### QUOTED PASSAGE ###

The DCCAFN model proposes a series of strategies to solve the above problems, including IFEM for deep image features based on transfer learning, GFEM based on deep convolution cascades, and AFN based on image and gene multimodal information. The IFEM uses the deep learning transfer technique to extract the deep image features of CT images that are conducive to improving the accuracy of the survival prediction. The GFEM, based on a deep convolution cascade, is proposed to solve the high-dimensional redundancy of gene data. In the experiments, we investigate the impact of gene feature screening, the number of convolution layers in CCM, classification algorithms in CCM, and the number of cascade levels in GFEM on the network performance, which implies that the DCCAFN model with GFEM is effective in predicting lung cancer survival prognosis. Firstly, using the F-test algorithm to select genes can eliminate some redundant information in genes and improve the accurate expression of gene features. Then, when one convolution layer and RF classification algorithm in the CCM are designed and four cascade levels are set, the cascade network with the CCM can better extract deep gene features. In addition, the proposed AFN is effective and practical for predicting the survival performance of lung cancer and can improve the prediction performance of the model to a certain extent. Therefore, the DCCAFN model can make full use of information correlation and diversity to fuse multimodal information from CT images and gene data for predicting the survival of lung cancer.

Conclusion

In this paper, we propose a DCCAFN model based on small sample CT image data and gene data for predicting the survival of lung cancer. In the model, the deep image features and deep gene features can be better extracted through a pretrained ResNet50 model and the proposed cascade network with the CCM, respectively. Then, an attention fusion mechanism is constructed to better fuse the extracted deep image features and deep gene features. Through a series of ablation experiments and comparison experiments, we find the following conclusions:

  1. (1)

    In the DCCAFN model, the IFEM can better extract deep image features from CT images; the GFEM can better extract deep gene features associated with lung cancer survival; and the AFN can better fuse deep image features and deep gene features. They both have positive effects on improving the performance of lung cancer survival prediction.

  2. (2)

    Compared with the existing models, the proposed model based on image genomics is of great significance for learning more useful features and improving the accuracy of survival prediction, with ACC and AUC values of 0.831 and 0.816, respectively.

Therefore, the proposed DCCAFN model can effectively fuse the extracted features from CT images and gene data and improve the prediction accuracy of the survival of lung cancer. Although DCCAFN enhances prediction performance, there is still considerable room for further expansion and improvement:

  1. (1)

    The sample size of lung cancer in this study is relatively small, which impedes the development of a more powerful and robust survival prediction model. The follow-up studies need to collect more patient samples and actively promote large sample sizes in multicenter studies to reduce differences and improve prognosis performance.

  2. (2)

    This study conducts a fusion study on CT image features and RNA gene features and does not make full use of other modalities (such as copy number variation, gene methylation data, miRNA gene expression data, etc.). More modalities can be further considered and included in future work.

In the future, the model can be extended to the fusion of different modalities for other prediction tasks and can provide clues for further cancer prognostic studies. Meanwhile, we need to continuously optimize the algorithm to meet clinical needs so as to establish models with high generalization and accuracy and realize the clinical application of artificial intelligence-assisted diagnosis.

### ENTRIES SHOWN ###

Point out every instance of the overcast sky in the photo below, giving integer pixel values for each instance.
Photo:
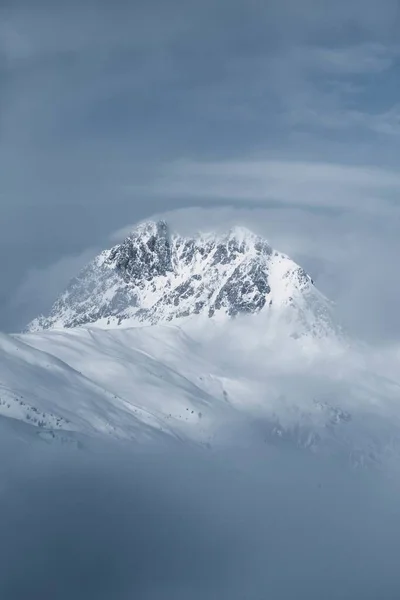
(283, 115)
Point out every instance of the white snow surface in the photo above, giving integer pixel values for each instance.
(262, 356)
(155, 276)
(200, 382)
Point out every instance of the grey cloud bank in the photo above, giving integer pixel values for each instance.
(163, 524)
(110, 113)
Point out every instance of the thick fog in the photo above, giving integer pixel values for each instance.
(122, 523)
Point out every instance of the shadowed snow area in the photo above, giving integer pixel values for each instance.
(240, 450)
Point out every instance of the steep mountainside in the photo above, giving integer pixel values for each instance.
(154, 276)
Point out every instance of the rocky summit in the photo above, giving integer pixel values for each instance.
(157, 276)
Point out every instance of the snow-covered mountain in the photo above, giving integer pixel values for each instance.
(156, 276)
(191, 339)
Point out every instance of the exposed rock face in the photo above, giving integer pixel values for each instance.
(153, 276)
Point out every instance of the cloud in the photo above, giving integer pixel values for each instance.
(351, 254)
(312, 184)
(165, 524)
(41, 286)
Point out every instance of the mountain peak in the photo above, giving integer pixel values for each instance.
(154, 276)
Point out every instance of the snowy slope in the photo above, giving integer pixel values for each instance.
(196, 381)
(195, 339)
(155, 276)
(42, 390)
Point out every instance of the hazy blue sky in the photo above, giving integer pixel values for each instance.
(285, 112)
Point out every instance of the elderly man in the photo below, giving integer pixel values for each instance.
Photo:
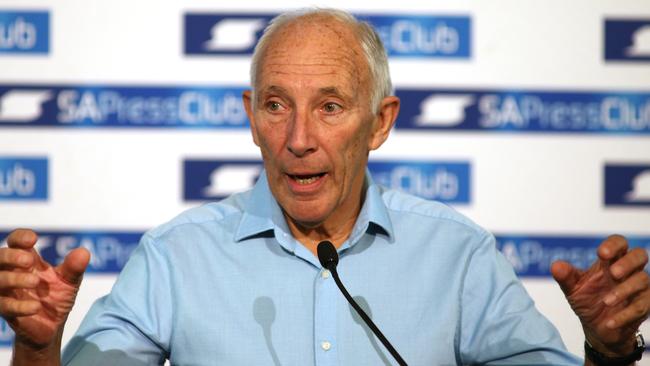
(238, 282)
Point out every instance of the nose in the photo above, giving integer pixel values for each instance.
(300, 134)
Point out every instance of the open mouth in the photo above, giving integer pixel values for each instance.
(304, 179)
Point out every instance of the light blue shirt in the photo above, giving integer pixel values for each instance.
(227, 284)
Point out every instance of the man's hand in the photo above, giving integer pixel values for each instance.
(36, 298)
(612, 298)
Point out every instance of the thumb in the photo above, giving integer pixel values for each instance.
(74, 265)
(566, 275)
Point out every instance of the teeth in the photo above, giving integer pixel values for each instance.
(306, 180)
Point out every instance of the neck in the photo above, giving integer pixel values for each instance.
(336, 229)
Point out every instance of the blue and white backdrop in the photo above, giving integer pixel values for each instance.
(531, 118)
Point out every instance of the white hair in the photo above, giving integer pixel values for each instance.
(368, 38)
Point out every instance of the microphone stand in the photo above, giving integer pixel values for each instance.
(329, 259)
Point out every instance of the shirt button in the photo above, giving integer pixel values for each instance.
(325, 345)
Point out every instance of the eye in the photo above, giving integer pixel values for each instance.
(273, 106)
(332, 108)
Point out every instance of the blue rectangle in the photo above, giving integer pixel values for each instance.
(91, 106)
(532, 255)
(627, 184)
(210, 180)
(109, 250)
(23, 178)
(407, 35)
(524, 111)
(627, 40)
(423, 36)
(24, 32)
(434, 180)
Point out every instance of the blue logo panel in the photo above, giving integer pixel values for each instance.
(23, 178)
(211, 180)
(524, 111)
(423, 36)
(442, 181)
(223, 34)
(627, 185)
(122, 106)
(109, 251)
(24, 32)
(403, 36)
(627, 40)
(532, 256)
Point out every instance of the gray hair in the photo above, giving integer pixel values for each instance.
(368, 38)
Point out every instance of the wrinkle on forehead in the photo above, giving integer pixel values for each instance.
(316, 47)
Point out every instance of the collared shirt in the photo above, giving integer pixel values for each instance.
(227, 284)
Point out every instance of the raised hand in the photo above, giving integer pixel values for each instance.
(35, 297)
(611, 298)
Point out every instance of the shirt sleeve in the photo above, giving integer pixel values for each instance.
(131, 326)
(499, 321)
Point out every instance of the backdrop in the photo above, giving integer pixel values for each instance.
(532, 118)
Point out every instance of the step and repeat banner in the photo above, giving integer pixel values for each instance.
(531, 119)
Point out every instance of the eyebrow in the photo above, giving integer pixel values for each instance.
(328, 90)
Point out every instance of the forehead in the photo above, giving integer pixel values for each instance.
(314, 49)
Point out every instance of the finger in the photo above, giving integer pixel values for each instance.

###

** EXERCISE DESCRIPTION **
Reproduce the lung cancer survival passage word for word between "Therefore, the proposed" and "improve prognosis performance.", inclusive. The entries aren't needed here.

** RESULT FOR THIS TASK **
Therefore, the proposed DCCAFN model can effectively fuse the extracted features from CT images and gene data and improve the prediction accuracy of the survival of lung cancer. Although DCCAFN enhances prediction performance, there is still considerable room for further expansion and improvement:

  1. (1)

    The sample size of lung cancer in this study is relatively small, which impedes the development of a more powerful and robust survival prediction model. The follow-up studies need to collect more patient samples and actively promote large sample sizes in multicenter studies to reduce differences and improve prognosis performance.